'Breaking Bad' tragedy: Bryan Cranston can't make Emmy history
When Bryan Cranston ("Breaking Bad") won his third consecutive Emmy for best actor in a TV drama series last year, he joined an exclusive club that included only one other man: Bill Cosby for "I Spy" (1966-1968). Cranston was on track to make Emmy history at this year's ceremony by winning four in a row. He's admired and liked in the industry, "Breaking Bad" was red hot, and his character, Walter White, continued to go deeper into the world of drugs and despair (prime Emmy bait).
Then, all that momentum halted when "Breaking Bad's" network, AMC, announced the show would be taking a hiatus of more than a year. The series' fourth season won't premiere until this summer, well after the Emmy eligibility period has ended for the 2010-11 television season. Cranston will be forced to watch another man claim the category he's dominated since 2008.
Also ineligible to repeat at this year's ceremony is Aaron Paul, last year's best supporting drama actor Paul's victory came as a welcome surprise to pundits, as the TV rookie beat out five veteran actors, including Andre Braugher ("Men of a Certain Age"), Michael Emerson ("Lost"), Terry O'Quinn ("Lost"), Martin Short ("Damages") and John Slattery ("Mad Men"). Oddly, only two of these six men are eligible at this year's ceremony -- Braugher and Slattery. "Lost" reached its natural conclusion last season, and Short is no longer a part of "Damages."
To be clear, Cranston and Cosby aren't the only lead actors who have won thrice at the Emmys. Also on that list are Peter Falk ("Columbo"), James Gandolfini ("The Sopranos") and James Spader (once for "The Practice" and twice for "Boston Legal"). However, none of these men won their Emmys consecutively, like Cranston and Cosby.

## Required actions
**A.** In the Breaking Bad article, which show did Bill Cosby win his consecutive Emmys for?
**B.** Print the part of the Breaking Bad article that opens with the words containing "Then, all that" and closes with "dominated since 2008.".

## Dataset excerpt

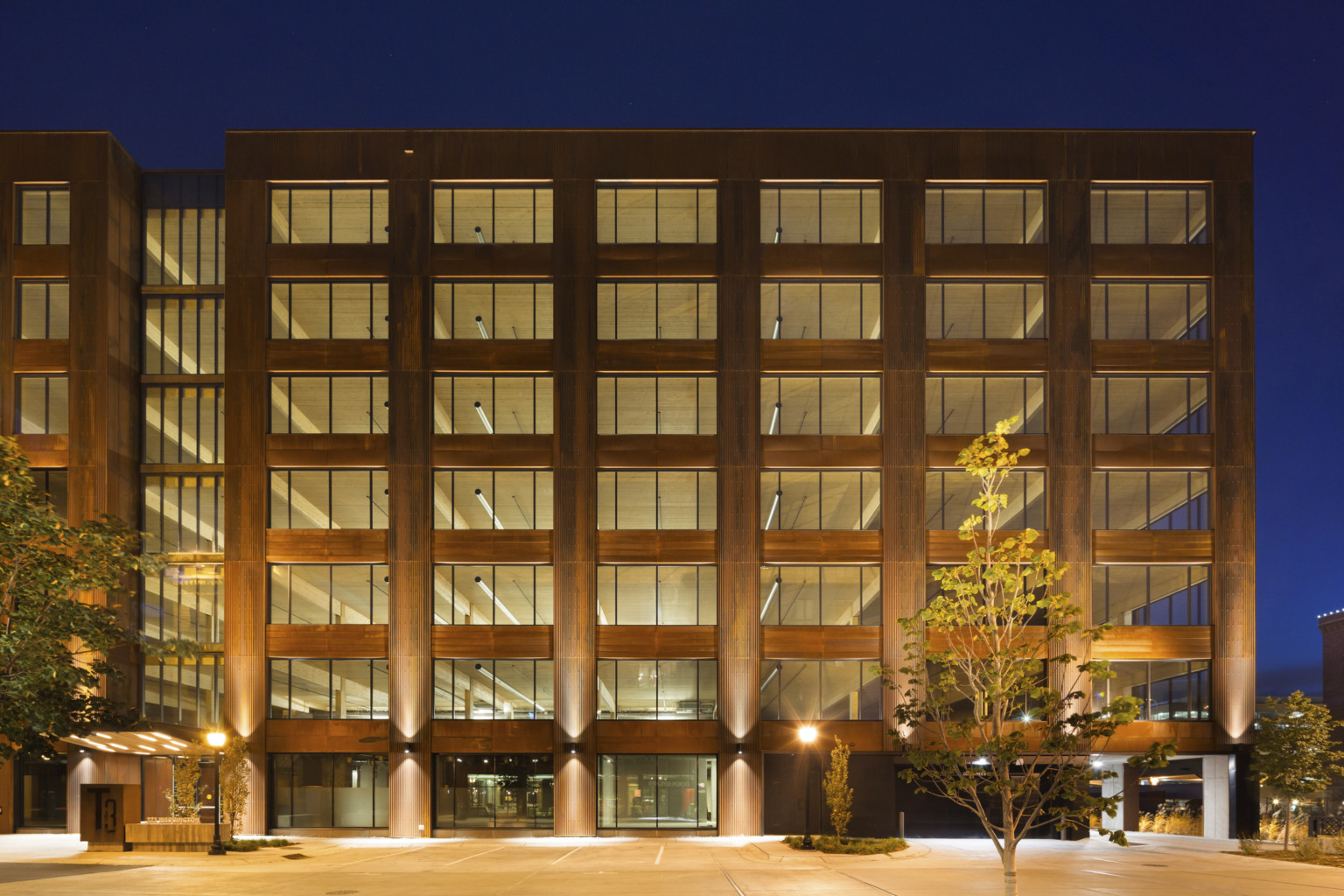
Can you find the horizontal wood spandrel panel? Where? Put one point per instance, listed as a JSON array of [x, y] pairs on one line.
[[1113, 546], [660, 737], [827, 546], [1156, 642], [503, 735], [492, 546], [825, 452], [1152, 356], [327, 355], [1145, 452], [327, 641], [657, 642], [657, 355], [654, 546], [820, 356], [822, 642], [988, 355], [327, 546], [488, 642], [491, 355]]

## Outputs for the tasks
**A.** "I Spy" (1966-1968).

**B.**
Then, all that momentum halted when "Breaking Bad's" network, AMC, announced the show would be taking a hiatus of more than a year. The series' fourth season won't premiere until this summer, well after the Emmy eligibility period has ended for the 2010-11 television season. Cranston will be forced to watch another man claim the category he's dominated since 2008.